** Problem description **
Please copy each line from the entries that contains the string "bald".

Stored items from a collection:
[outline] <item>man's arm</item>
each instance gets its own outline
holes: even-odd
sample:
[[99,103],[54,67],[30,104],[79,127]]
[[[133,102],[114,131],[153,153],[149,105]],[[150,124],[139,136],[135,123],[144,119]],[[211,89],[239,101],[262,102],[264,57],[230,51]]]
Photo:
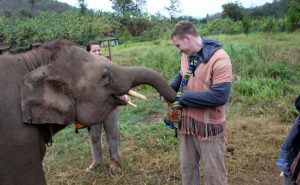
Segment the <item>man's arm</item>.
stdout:
[[224,82],[212,86],[206,92],[184,92],[179,98],[182,105],[195,108],[213,108],[225,105],[229,98],[231,83]]
[[178,92],[181,80],[182,80],[182,76],[180,72],[178,72],[178,74],[174,77],[170,85],[174,89],[174,91]]

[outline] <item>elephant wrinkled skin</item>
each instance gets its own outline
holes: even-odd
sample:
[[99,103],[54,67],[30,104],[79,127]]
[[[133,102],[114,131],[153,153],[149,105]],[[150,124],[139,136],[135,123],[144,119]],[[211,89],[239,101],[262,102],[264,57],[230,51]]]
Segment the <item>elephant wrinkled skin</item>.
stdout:
[[130,88],[148,84],[175,100],[159,73],[106,60],[67,40],[0,56],[0,184],[46,184],[42,160],[52,134],[74,121],[100,123]]

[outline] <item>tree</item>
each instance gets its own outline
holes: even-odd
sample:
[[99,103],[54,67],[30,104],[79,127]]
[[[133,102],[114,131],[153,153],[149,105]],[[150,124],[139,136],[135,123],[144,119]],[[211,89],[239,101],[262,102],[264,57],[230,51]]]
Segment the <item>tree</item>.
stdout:
[[242,11],[244,8],[237,1],[235,3],[223,4],[222,8],[223,8],[222,18],[229,17],[234,21],[240,21],[243,19]]
[[288,22],[291,31],[300,27],[300,2],[299,0],[289,0],[288,4]]
[[180,0],[170,0],[170,6],[165,7],[165,9],[169,12],[171,20],[173,20],[177,14],[179,14],[182,10],[179,9]]
[[242,26],[244,33],[248,34],[251,26],[251,19],[249,17],[245,17],[242,20]]
[[84,15],[87,11],[87,3],[85,2],[85,0],[78,0],[78,4],[80,8],[80,13]]
[[127,42],[132,39],[132,35],[129,33],[128,29],[126,27],[123,27],[119,34],[119,38],[124,42],[124,47],[127,47]]
[[141,14],[145,5],[146,0],[110,0],[112,2],[112,9],[118,15],[124,15],[127,12],[134,12]]
[[146,0],[135,0],[135,9],[138,13],[143,13],[145,12],[146,9]]
[[5,17],[7,17],[7,18],[9,18],[9,17],[12,17],[12,13],[11,13],[11,11],[9,11],[9,10],[4,10],[4,16]]
[[20,8],[17,11],[17,14],[22,18],[32,17],[32,13],[27,8]]
[[34,12],[35,12],[35,0],[28,0],[28,2],[31,4],[31,11],[32,11],[32,15],[34,15]]

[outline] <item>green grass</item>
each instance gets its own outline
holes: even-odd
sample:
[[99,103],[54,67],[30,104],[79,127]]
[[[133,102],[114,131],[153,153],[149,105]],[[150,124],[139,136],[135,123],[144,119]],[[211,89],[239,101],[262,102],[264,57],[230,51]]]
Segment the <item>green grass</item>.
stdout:
[[[293,101],[300,92],[300,33],[213,38],[224,43],[234,71],[226,107],[227,146],[234,149],[226,157],[228,182],[280,184],[275,160],[296,114]],[[153,68],[167,81],[179,70],[179,54],[167,40],[112,47],[112,55],[113,62]],[[92,160],[89,136],[85,129],[75,134],[69,126],[55,135],[53,146],[48,148],[44,160],[48,184],[180,184],[179,142],[173,137],[174,130],[162,122],[166,105],[150,86],[134,90],[145,94],[148,100],[132,98],[138,108],[118,108],[122,157],[117,174],[110,175],[105,165],[84,173]],[[104,149],[107,163],[106,144]]]

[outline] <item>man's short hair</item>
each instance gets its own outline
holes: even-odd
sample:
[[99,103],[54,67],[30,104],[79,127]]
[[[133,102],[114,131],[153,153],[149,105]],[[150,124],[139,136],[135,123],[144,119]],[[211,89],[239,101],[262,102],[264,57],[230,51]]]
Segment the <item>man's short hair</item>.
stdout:
[[174,36],[178,37],[179,39],[183,39],[186,34],[195,37],[199,36],[193,23],[187,20],[179,21],[177,24],[175,24],[172,30],[171,39]]

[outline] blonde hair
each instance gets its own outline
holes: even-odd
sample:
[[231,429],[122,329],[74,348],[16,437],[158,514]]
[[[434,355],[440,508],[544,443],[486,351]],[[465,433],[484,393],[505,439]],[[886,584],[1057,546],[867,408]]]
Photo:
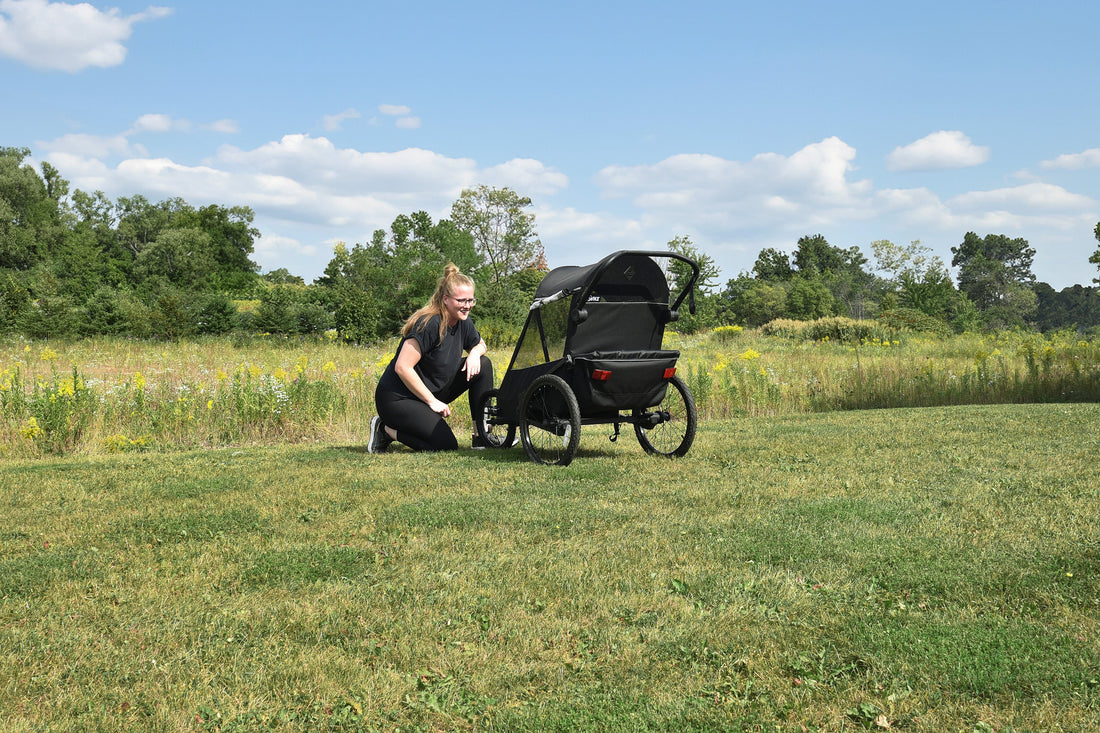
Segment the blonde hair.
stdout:
[[443,268],[443,277],[439,278],[439,283],[435,286],[435,292],[428,299],[427,305],[409,316],[405,325],[401,327],[401,337],[404,338],[420,328],[432,316],[439,316],[439,340],[442,341],[447,335],[447,314],[443,309],[443,298],[453,298],[455,290],[461,287],[472,288],[474,281],[464,275],[456,264],[448,262]]

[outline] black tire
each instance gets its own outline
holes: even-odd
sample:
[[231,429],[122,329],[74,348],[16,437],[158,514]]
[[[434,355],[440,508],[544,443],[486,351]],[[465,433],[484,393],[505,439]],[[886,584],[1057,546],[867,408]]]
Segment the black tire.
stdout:
[[673,456],[687,455],[695,442],[695,427],[699,413],[695,399],[684,380],[669,380],[661,404],[645,410],[634,410],[634,434],[646,453]]
[[519,434],[535,463],[568,466],[581,441],[581,409],[565,380],[543,374],[520,402]]
[[499,390],[491,389],[481,398],[474,412],[474,430],[490,448],[511,448],[516,442],[516,426],[496,421],[499,395]]

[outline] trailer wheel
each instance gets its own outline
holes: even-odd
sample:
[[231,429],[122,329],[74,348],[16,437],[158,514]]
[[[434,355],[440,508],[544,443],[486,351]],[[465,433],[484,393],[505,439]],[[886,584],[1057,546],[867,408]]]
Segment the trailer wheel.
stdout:
[[538,377],[520,402],[520,438],[535,463],[568,466],[581,440],[581,410],[565,380]]
[[634,410],[633,421],[634,434],[646,453],[671,458],[687,455],[695,442],[699,414],[684,380],[673,377],[661,404]]
[[474,412],[474,429],[489,448],[511,448],[516,442],[516,426],[497,422],[497,399],[500,391],[485,393]]

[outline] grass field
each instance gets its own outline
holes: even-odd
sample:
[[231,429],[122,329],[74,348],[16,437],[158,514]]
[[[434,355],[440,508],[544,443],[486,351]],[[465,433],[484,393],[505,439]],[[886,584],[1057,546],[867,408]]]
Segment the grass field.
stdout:
[[586,428],[566,468],[323,435],[9,458],[0,729],[1097,730],[1098,426],[732,416],[674,462]]

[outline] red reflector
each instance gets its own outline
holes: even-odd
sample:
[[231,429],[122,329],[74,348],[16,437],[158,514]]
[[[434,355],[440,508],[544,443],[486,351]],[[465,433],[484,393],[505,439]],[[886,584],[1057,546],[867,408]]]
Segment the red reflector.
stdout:
[[608,369],[593,369],[592,378],[597,382],[606,382],[611,379],[611,371]]
[[676,367],[665,369],[665,379],[672,379],[674,376],[676,376]]

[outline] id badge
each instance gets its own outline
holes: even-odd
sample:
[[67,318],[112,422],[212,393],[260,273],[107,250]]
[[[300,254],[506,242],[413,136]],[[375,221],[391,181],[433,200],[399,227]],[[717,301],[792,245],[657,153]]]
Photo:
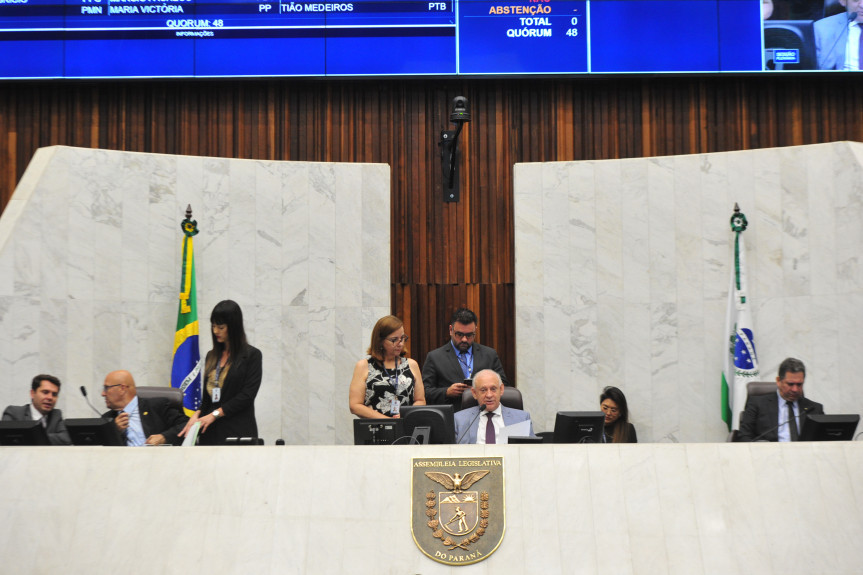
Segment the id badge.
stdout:
[[219,401],[221,399],[222,399],[222,388],[221,387],[214,387],[213,388],[213,403],[219,403]]
[[399,398],[393,397],[392,400],[390,400],[390,413],[392,413],[393,415],[398,415],[401,406],[402,404],[399,401]]

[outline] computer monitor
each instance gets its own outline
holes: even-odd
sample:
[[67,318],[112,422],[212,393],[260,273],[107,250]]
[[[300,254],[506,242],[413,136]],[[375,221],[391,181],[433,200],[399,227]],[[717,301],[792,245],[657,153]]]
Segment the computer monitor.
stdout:
[[860,416],[807,415],[803,420],[800,441],[851,441]]
[[[401,419],[355,419],[354,445],[393,445],[404,437]],[[407,443],[405,440],[399,443]]]
[[65,421],[74,445],[126,445],[120,430],[110,419],[86,417]]
[[0,421],[0,445],[50,445],[41,421]]
[[605,414],[601,411],[558,411],[555,443],[602,443]]
[[402,407],[401,420],[404,434],[414,438],[411,443],[455,443],[455,418],[452,405]]

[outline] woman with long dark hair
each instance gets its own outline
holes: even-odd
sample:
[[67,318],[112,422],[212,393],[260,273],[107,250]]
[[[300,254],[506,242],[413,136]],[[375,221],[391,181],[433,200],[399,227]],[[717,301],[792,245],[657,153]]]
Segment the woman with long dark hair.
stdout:
[[603,389],[599,408],[605,414],[606,443],[638,443],[635,426],[629,423],[629,408],[622,391],[611,386]]
[[359,417],[399,417],[402,405],[425,405],[422,375],[416,361],[405,353],[402,320],[387,315],[372,329],[365,358],[354,366],[348,402]]
[[261,387],[261,352],[246,341],[243,311],[236,302],[217,303],[210,324],[213,349],[204,361],[201,407],[180,436],[198,421],[199,445],[221,445],[227,437],[257,437],[255,397]]

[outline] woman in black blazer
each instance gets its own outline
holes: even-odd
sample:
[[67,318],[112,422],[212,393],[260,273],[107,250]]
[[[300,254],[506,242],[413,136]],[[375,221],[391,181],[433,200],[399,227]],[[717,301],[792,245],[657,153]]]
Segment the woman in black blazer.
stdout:
[[210,324],[213,349],[204,361],[201,408],[180,435],[185,436],[198,421],[198,445],[221,445],[228,437],[257,437],[255,396],[261,387],[261,352],[246,341],[243,312],[236,302],[216,304]]

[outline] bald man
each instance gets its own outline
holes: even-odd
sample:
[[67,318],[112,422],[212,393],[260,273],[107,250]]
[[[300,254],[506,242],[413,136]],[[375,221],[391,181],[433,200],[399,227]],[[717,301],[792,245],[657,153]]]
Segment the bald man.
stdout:
[[135,380],[128,371],[105,376],[102,397],[110,408],[102,417],[113,419],[126,445],[179,445],[177,434],[188,418],[167,399],[138,397]]

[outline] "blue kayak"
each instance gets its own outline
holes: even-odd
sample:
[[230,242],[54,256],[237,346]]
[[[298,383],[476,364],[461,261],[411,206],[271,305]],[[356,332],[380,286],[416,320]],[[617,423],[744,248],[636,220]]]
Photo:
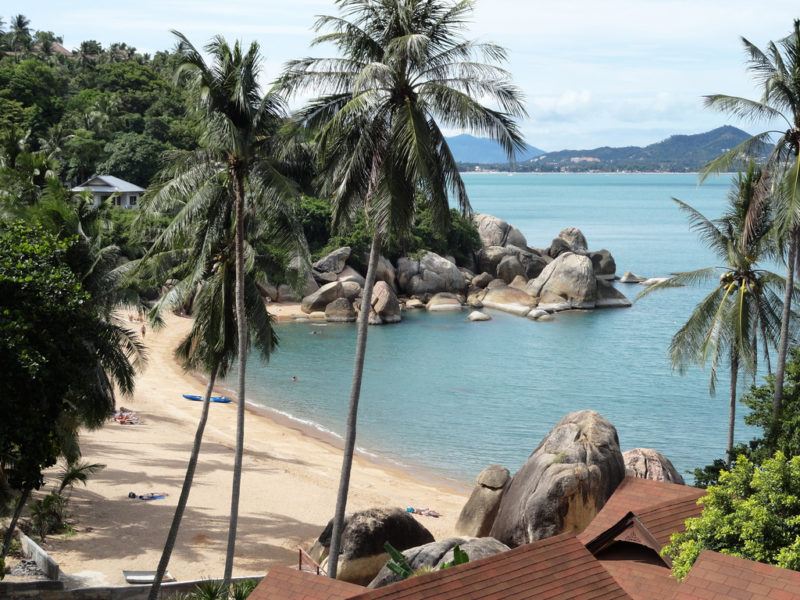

** The answer **
[outline] bald man
Segment the bald man.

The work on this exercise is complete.